__Source records__
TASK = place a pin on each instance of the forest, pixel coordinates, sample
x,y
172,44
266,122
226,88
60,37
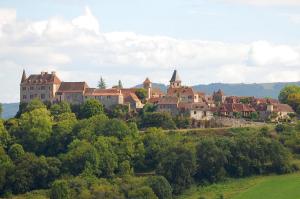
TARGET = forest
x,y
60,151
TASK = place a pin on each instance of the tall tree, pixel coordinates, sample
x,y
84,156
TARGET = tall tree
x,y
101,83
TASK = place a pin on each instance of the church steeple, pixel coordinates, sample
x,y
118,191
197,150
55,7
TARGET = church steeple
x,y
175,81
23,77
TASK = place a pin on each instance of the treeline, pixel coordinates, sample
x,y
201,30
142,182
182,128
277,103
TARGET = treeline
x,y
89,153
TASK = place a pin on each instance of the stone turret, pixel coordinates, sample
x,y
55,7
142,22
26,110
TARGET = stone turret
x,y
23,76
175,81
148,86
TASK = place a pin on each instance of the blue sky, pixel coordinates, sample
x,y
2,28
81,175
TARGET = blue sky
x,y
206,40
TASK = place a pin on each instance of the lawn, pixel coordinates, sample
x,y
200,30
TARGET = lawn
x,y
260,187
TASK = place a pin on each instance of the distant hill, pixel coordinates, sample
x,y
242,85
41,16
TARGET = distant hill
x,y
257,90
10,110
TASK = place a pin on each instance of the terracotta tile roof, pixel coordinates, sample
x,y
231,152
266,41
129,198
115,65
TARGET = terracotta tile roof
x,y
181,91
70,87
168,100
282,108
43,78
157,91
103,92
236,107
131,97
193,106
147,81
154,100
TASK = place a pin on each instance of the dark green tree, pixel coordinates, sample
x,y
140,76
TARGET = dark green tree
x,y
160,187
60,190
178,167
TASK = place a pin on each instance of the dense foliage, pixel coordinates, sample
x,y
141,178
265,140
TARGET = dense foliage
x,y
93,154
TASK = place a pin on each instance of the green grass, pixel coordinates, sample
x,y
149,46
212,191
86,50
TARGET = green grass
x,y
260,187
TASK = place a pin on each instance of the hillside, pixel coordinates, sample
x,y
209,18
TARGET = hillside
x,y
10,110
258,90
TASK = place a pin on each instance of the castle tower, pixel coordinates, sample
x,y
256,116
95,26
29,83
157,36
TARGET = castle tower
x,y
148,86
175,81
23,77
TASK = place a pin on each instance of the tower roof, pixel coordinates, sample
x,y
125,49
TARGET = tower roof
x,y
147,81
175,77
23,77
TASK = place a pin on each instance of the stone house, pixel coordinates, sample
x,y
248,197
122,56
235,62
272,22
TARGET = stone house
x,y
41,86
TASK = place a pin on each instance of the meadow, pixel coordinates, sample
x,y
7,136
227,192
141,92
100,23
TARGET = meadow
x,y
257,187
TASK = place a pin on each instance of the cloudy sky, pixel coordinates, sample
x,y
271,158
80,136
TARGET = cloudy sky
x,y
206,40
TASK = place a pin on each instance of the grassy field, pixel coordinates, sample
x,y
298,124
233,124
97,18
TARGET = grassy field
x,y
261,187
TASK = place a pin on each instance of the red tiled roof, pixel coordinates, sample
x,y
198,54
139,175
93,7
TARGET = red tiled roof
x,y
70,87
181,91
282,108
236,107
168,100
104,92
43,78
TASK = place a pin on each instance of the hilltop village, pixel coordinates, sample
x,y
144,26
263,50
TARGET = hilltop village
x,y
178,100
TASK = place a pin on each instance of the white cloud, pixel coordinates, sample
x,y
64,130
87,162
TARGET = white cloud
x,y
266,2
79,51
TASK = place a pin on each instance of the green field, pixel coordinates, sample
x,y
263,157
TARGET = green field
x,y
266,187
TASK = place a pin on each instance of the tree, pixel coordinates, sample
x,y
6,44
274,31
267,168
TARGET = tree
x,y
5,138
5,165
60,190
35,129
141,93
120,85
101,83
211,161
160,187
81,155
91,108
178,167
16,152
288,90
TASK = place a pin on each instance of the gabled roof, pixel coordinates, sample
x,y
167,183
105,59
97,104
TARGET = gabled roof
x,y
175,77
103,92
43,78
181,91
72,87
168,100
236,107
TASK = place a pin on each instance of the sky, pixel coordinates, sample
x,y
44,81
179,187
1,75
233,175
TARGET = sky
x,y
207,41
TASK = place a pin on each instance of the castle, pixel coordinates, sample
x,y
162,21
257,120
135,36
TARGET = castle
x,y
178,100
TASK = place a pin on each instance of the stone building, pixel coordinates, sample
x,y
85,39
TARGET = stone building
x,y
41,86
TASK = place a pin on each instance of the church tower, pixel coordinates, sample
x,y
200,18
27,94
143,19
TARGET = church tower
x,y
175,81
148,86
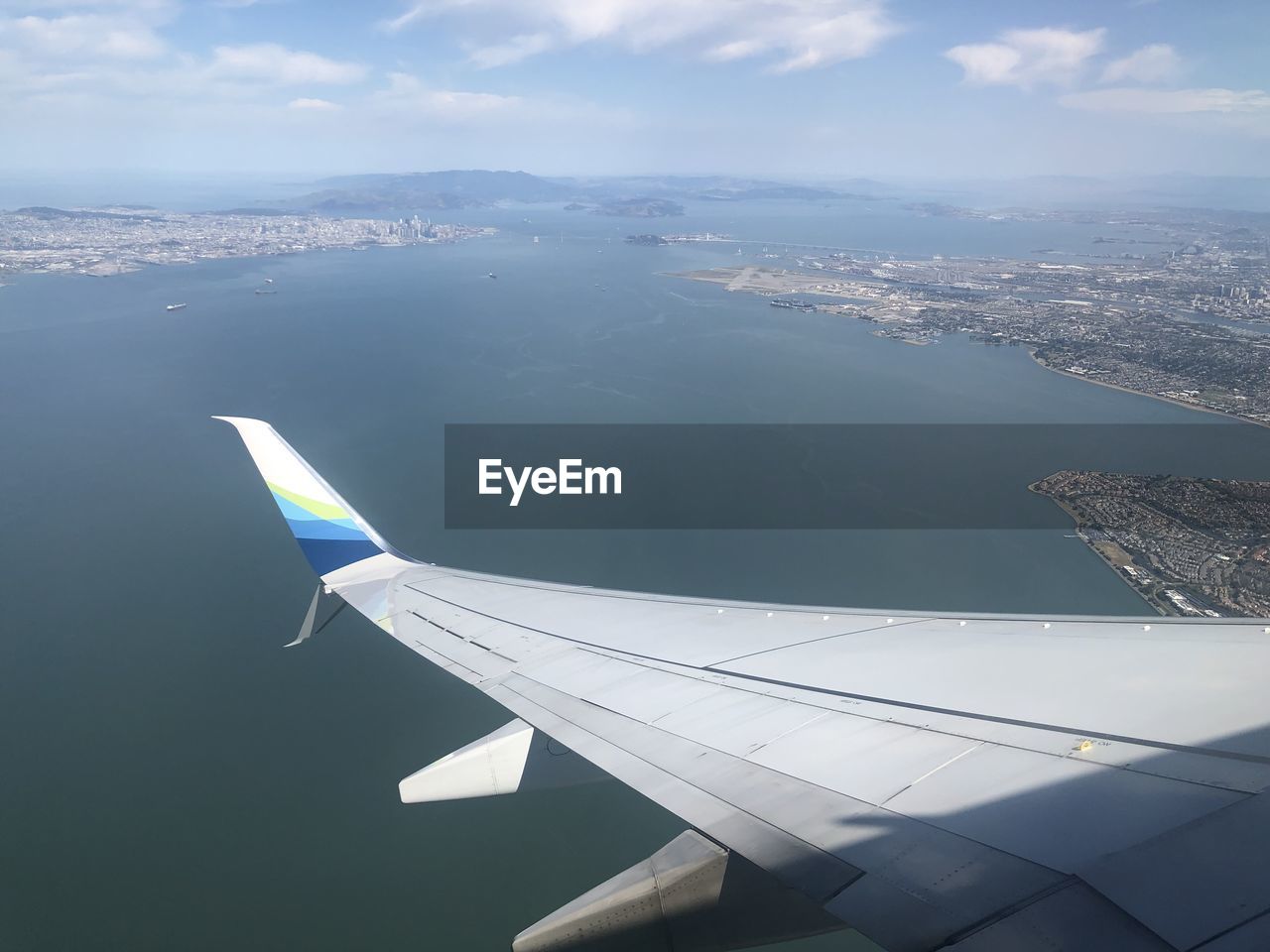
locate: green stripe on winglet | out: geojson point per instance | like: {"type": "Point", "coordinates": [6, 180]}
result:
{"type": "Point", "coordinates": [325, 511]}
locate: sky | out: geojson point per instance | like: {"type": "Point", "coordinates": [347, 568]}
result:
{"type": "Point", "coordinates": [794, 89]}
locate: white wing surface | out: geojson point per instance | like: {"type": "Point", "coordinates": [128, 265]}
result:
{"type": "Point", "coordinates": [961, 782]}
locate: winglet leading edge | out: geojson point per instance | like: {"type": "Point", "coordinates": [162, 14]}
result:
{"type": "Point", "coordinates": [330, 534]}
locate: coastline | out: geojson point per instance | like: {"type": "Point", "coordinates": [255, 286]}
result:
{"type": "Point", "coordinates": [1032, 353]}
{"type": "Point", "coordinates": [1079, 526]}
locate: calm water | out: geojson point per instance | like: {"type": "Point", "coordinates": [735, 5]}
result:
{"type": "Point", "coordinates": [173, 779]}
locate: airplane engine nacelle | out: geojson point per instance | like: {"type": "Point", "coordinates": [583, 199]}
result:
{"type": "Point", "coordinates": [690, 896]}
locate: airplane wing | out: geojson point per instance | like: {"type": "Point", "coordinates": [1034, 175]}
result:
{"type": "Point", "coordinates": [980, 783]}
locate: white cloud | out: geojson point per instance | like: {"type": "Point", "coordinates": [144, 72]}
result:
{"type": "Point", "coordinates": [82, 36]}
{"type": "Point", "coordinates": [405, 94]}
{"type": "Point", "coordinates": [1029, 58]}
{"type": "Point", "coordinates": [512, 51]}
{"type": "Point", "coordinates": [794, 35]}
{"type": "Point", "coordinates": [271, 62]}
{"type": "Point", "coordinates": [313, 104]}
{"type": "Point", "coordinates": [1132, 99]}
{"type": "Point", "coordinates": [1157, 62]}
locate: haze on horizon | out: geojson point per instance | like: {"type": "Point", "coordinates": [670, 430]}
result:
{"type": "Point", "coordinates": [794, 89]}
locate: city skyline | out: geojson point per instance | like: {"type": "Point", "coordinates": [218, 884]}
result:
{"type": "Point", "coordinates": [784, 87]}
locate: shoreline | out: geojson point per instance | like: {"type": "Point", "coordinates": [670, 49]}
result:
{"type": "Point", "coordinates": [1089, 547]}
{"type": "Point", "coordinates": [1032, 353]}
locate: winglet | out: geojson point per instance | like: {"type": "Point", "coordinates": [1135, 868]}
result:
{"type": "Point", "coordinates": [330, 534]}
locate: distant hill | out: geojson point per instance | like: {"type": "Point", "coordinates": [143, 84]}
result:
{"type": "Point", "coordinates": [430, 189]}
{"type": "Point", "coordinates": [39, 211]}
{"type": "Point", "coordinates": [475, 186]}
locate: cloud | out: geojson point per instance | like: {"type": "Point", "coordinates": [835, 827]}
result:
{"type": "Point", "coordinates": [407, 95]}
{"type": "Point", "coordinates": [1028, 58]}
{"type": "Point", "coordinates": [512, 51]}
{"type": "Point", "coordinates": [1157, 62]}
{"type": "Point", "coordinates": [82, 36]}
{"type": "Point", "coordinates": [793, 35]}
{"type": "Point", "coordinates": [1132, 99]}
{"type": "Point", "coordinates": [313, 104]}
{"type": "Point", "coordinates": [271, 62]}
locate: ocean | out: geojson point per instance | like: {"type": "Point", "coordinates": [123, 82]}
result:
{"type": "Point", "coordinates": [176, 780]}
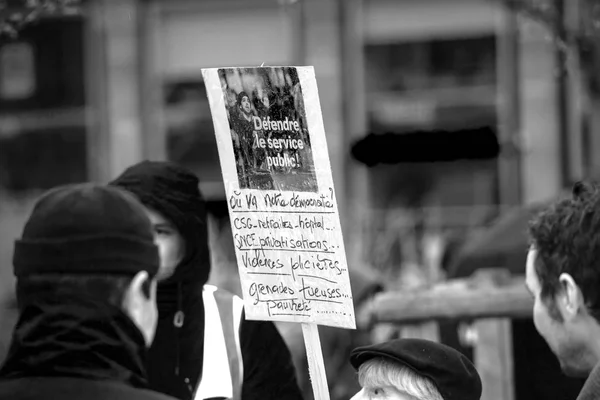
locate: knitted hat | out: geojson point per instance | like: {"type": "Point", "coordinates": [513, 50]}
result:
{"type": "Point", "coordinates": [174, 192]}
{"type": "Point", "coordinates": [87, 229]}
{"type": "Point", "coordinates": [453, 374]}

__Task to complete__
Check the records above and copy each line that has the string "winglet".

__Solution for this exercise__
locate: green stripe on winglet | out: geojson point per instance | like: {"type": "Point", "coordinates": [6, 180]}
locate: winglet leading edge | out: geojson point per instance | like: {"type": "Point", "coordinates": [162, 14]}
locate: winglet | out: geojson point per instance | like: {"type": "Point", "coordinates": [1135, 868]}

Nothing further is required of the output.